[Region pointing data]

☆ ☆ ☆

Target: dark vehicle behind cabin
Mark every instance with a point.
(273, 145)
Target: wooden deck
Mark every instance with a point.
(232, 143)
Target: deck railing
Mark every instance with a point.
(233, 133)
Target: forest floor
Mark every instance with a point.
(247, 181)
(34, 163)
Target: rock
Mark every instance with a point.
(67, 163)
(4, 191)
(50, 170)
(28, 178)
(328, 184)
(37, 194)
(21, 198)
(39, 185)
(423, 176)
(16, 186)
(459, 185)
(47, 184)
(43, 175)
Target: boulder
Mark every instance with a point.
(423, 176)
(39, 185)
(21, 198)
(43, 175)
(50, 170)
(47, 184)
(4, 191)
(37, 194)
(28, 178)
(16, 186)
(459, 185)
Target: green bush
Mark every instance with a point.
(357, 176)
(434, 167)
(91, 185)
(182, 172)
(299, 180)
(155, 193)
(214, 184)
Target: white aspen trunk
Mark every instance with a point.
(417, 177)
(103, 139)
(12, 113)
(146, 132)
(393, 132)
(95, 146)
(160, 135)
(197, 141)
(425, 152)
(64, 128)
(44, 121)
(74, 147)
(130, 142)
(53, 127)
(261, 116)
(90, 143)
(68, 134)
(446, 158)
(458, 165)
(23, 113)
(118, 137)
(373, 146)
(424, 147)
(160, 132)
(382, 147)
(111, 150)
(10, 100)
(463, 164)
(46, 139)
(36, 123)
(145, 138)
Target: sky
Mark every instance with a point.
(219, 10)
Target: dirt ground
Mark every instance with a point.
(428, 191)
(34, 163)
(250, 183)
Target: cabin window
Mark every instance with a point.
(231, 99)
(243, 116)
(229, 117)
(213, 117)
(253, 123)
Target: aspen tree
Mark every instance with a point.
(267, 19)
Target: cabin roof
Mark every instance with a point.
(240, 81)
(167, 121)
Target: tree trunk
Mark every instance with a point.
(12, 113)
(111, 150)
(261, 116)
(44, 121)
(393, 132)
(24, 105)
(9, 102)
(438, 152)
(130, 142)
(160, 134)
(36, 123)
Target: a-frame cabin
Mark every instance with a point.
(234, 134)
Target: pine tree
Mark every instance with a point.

☆ ☆ ☆

## Problem to work on
Write all of the records out again exactly.

## Task response
Target: dark vehicle behind cabin
Mark every instance with a point.
(273, 145)
Target: wooden deck
Mark every instance with a point.
(232, 143)
Target: deck railing
Mark every instance with a point.
(233, 133)
Target: forest floor
Mark every instance with a point.
(247, 181)
(34, 163)
Target: rock
Mark every instance with a point.
(67, 163)
(4, 191)
(50, 170)
(28, 178)
(328, 184)
(37, 194)
(21, 198)
(39, 185)
(423, 176)
(16, 186)
(459, 185)
(47, 184)
(43, 175)
Target: boulder
Mark every instance with a point.
(423, 176)
(39, 185)
(21, 198)
(43, 175)
(50, 170)
(47, 184)
(4, 191)
(37, 194)
(28, 178)
(16, 186)
(459, 185)
Target: green bush
Mark every instance with a point.
(357, 176)
(434, 167)
(91, 185)
(182, 172)
(299, 180)
(155, 193)
(214, 184)
Target: white aspen trunk
Mark every instance with a point.
(417, 177)
(103, 139)
(12, 113)
(146, 132)
(393, 132)
(95, 146)
(160, 135)
(197, 141)
(425, 152)
(64, 128)
(44, 121)
(74, 147)
(130, 142)
(53, 127)
(261, 116)
(90, 143)
(68, 134)
(446, 158)
(458, 165)
(23, 113)
(118, 137)
(373, 146)
(424, 147)
(160, 132)
(382, 147)
(111, 150)
(10, 100)
(463, 164)
(46, 139)
(36, 123)
(145, 138)
Target: sky
Mark every instance with a point.
(219, 10)
Target: dirt ground
Mark every instance with a point.
(428, 191)
(34, 163)
(250, 183)
Target: cabin window
Mark every instance with a point.
(231, 99)
(243, 116)
(229, 117)
(213, 117)
(253, 123)
Target: aspen tree
Mark every instance with a point.
(267, 19)
Target: cabin roof
Mark every instance with a point.
(240, 81)
(167, 121)
Target: tree trunk
Mark every instance with a point.
(12, 113)
(111, 150)
(261, 116)
(44, 121)
(393, 132)
(24, 105)
(9, 102)
(438, 152)
(130, 142)
(160, 134)
(36, 123)
Target: a-frame cabin
Mark every instance with a point.
(234, 134)
Target: pine tree
Mark every instance with a point.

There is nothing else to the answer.